### WHAT YOU ARE ASKED TO DO
Nothing but the lines from the one with "[ ] locate the halved lime" to the final line should be returned, each exactly as it appears.

------------------------------------

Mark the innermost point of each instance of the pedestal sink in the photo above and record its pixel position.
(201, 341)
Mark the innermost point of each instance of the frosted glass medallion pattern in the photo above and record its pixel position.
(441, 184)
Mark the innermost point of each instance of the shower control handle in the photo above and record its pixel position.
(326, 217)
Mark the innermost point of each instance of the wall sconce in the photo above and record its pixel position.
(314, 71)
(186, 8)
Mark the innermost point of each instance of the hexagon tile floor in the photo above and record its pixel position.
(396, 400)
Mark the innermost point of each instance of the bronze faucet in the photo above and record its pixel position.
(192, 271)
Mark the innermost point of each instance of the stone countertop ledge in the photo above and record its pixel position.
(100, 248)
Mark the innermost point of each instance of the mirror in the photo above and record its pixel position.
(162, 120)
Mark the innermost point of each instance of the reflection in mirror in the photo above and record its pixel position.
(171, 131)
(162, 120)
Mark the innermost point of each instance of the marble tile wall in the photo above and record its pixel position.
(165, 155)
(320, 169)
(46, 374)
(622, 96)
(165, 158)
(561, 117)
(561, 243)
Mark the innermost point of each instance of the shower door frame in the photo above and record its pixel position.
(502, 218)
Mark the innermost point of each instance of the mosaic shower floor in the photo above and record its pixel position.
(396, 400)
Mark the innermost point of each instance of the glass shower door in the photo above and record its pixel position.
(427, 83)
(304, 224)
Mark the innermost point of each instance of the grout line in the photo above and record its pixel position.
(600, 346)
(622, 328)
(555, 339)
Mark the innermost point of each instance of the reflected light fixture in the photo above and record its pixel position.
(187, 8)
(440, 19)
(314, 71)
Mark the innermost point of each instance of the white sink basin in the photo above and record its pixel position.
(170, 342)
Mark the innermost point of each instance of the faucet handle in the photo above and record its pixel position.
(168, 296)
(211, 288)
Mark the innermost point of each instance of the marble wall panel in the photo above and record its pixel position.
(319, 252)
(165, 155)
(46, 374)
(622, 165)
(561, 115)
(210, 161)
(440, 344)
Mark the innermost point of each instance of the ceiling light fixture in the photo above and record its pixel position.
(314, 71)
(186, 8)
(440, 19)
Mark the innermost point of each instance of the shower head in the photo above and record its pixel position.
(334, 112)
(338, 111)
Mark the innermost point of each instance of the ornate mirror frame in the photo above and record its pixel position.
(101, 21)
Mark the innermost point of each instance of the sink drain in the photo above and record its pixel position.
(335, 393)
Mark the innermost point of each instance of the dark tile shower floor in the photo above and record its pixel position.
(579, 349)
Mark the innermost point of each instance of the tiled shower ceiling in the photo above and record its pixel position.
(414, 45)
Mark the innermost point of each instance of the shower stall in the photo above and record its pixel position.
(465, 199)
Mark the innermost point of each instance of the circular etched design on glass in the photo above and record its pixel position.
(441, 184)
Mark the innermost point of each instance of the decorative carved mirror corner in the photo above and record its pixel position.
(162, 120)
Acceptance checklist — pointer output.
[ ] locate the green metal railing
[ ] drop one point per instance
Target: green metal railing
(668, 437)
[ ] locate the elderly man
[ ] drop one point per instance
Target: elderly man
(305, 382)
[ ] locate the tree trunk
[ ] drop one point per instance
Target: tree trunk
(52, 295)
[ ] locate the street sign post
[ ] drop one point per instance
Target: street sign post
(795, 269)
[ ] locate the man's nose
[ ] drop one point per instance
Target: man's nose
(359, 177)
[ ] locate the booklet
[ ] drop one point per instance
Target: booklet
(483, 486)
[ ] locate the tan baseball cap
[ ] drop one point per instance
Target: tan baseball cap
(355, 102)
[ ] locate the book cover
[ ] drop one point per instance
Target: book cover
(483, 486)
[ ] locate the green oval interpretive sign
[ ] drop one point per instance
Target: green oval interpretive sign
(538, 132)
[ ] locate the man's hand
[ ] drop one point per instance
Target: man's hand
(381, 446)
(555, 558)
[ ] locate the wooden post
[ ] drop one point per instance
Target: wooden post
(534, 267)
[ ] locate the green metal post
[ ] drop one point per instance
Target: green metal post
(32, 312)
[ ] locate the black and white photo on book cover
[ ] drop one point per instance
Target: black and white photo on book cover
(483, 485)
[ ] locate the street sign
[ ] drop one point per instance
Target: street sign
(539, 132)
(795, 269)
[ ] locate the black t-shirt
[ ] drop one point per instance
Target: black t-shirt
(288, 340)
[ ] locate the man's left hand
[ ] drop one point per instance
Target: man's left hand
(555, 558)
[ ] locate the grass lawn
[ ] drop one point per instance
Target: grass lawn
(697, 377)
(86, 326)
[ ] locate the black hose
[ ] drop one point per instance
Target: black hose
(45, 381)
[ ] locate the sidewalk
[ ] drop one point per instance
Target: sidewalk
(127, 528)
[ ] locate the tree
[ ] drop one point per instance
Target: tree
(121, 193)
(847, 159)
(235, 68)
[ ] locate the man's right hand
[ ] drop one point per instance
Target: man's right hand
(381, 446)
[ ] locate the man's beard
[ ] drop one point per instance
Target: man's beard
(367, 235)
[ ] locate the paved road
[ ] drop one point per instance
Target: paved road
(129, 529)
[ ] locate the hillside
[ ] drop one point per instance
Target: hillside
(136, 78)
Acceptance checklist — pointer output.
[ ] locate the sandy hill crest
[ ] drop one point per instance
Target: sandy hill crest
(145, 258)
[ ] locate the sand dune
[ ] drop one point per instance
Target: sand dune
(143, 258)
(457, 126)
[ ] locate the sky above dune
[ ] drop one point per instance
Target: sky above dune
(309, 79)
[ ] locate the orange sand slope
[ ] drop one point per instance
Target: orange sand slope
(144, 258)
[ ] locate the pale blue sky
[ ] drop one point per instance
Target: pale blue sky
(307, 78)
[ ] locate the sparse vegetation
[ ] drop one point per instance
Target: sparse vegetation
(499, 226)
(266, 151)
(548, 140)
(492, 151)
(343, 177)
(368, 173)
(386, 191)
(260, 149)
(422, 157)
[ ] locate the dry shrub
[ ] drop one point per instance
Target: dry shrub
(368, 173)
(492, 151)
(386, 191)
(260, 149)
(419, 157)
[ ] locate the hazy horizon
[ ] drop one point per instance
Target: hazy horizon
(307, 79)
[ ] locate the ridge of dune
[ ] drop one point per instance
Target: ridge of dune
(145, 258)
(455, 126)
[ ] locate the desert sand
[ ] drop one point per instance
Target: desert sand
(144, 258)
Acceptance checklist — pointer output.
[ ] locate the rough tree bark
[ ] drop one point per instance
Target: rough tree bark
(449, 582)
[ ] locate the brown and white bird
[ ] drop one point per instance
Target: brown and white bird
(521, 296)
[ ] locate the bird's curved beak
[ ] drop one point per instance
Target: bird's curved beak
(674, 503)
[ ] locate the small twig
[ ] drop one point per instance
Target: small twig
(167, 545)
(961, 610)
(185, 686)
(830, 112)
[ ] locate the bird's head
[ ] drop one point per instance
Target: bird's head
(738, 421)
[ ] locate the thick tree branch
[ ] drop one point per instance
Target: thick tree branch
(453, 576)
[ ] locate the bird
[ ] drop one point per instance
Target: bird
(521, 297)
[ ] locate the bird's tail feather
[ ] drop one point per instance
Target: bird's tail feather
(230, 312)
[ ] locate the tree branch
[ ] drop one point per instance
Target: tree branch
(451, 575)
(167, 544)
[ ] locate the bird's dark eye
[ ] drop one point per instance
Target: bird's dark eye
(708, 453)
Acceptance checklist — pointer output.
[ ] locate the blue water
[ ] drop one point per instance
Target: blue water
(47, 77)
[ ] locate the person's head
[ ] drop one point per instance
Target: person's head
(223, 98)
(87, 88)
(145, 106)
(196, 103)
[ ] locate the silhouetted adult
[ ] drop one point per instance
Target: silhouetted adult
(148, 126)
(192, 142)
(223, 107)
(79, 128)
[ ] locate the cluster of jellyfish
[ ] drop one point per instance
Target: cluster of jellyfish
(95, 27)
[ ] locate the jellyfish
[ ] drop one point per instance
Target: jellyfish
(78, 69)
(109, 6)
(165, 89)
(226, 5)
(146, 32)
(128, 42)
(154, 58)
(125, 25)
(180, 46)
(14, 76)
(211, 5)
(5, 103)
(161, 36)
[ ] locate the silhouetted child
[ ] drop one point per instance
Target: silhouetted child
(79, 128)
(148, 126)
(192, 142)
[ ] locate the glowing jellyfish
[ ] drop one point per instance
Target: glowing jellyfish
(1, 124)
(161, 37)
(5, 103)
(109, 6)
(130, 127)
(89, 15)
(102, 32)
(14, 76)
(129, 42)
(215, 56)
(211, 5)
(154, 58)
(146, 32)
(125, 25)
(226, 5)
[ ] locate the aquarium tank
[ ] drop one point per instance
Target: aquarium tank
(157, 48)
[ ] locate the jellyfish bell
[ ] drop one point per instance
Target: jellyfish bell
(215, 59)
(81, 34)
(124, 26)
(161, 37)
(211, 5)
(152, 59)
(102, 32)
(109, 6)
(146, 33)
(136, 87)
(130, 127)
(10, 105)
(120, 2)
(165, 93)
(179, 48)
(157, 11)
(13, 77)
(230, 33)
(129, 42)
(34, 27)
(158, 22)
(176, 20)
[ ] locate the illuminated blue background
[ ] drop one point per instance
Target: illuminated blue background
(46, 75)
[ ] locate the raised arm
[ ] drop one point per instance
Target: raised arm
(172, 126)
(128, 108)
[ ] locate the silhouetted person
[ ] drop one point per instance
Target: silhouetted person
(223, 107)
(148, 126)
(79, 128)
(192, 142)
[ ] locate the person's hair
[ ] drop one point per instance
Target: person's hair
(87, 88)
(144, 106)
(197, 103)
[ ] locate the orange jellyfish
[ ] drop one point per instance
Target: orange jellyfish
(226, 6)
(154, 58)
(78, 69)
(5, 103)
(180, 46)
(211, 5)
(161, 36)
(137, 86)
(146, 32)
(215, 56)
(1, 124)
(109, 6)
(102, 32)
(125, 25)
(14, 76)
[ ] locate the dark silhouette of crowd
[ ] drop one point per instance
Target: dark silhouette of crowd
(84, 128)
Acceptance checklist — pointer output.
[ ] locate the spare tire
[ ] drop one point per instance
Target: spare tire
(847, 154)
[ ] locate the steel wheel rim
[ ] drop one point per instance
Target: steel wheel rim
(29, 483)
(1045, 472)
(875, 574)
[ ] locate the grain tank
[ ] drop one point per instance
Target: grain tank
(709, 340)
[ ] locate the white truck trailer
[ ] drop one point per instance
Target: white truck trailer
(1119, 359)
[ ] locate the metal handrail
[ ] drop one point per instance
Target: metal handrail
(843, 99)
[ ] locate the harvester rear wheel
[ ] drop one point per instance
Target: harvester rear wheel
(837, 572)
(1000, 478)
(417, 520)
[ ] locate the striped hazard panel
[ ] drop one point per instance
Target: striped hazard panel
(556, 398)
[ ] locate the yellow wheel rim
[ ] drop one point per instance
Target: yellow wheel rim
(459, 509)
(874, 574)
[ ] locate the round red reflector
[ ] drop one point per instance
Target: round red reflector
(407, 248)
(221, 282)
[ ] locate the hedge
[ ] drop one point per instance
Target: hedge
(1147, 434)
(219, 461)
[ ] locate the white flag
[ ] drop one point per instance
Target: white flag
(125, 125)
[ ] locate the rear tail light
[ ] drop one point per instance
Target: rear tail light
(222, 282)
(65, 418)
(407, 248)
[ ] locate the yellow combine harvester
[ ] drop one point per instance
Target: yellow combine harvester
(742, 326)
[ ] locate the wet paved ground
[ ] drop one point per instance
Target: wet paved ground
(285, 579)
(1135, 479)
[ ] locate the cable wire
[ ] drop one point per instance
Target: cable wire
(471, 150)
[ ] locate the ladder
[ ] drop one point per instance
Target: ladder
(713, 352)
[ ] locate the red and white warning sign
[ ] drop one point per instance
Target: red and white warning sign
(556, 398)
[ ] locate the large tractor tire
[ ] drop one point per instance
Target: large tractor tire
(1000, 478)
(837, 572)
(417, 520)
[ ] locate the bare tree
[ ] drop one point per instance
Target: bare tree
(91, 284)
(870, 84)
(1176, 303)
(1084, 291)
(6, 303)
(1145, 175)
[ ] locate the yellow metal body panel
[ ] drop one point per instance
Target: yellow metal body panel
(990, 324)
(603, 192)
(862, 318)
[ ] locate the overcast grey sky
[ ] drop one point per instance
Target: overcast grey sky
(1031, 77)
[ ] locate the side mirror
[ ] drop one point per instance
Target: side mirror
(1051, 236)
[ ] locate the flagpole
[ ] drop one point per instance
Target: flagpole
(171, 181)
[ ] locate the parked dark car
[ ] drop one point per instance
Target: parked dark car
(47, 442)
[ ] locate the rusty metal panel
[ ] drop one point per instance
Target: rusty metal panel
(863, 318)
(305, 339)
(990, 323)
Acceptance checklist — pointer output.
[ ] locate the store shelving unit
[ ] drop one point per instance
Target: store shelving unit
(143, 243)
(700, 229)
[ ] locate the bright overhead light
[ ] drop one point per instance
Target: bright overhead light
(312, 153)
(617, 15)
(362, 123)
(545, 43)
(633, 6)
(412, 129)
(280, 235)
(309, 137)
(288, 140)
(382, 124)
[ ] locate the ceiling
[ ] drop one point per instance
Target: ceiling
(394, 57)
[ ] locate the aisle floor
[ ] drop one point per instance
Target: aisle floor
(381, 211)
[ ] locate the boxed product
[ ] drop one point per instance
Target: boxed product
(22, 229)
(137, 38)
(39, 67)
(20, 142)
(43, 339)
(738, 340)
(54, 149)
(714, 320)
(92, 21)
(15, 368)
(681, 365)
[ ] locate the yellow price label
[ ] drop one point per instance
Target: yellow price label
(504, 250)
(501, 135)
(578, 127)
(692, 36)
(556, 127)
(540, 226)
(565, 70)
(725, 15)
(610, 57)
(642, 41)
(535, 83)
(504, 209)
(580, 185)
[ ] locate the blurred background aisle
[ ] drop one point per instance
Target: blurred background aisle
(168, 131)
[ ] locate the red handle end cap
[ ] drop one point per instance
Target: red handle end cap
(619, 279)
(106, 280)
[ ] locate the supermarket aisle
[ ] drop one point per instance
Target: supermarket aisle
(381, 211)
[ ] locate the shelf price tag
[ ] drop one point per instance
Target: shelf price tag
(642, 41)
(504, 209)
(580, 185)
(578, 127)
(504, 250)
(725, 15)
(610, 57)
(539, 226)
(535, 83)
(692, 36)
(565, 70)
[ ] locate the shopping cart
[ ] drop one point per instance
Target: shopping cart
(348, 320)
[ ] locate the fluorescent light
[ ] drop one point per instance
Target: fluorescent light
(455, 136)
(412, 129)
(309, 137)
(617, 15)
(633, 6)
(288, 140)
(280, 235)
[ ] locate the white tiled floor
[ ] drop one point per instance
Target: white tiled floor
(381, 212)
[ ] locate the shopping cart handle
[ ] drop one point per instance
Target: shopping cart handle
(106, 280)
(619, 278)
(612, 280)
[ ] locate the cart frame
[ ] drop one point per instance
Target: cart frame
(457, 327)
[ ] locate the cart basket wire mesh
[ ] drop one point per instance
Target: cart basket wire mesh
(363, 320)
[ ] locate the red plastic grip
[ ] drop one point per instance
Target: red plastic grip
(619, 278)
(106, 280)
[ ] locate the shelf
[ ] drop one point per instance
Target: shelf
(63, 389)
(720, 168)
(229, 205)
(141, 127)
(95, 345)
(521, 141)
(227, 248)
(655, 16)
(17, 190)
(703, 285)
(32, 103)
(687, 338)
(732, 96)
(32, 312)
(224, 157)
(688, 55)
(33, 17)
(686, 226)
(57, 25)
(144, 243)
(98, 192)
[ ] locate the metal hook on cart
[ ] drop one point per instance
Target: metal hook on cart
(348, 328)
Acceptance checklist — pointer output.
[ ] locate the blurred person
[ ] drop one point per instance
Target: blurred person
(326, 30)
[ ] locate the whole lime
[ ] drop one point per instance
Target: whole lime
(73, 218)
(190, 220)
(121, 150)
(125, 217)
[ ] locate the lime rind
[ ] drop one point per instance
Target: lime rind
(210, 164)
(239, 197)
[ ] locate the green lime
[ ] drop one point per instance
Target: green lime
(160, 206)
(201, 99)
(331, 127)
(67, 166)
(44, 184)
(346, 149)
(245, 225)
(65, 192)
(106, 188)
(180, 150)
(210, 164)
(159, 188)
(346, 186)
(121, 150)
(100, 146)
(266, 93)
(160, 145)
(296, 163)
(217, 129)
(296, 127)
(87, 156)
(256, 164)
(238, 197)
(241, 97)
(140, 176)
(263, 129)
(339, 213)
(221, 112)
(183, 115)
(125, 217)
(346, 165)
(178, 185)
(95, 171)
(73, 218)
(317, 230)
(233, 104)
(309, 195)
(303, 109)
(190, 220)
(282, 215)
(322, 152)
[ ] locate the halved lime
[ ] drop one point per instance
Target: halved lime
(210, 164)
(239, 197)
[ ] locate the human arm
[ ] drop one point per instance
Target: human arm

------------------------------------

### SOLUTION TO THIS PROBLEM
[ ] locate the halved lime
[ ] drop one point per instance
Target: halved lime
(210, 164)
(239, 197)
[ ] locate the human arm
[ ] drop one point per instance
Target: human arm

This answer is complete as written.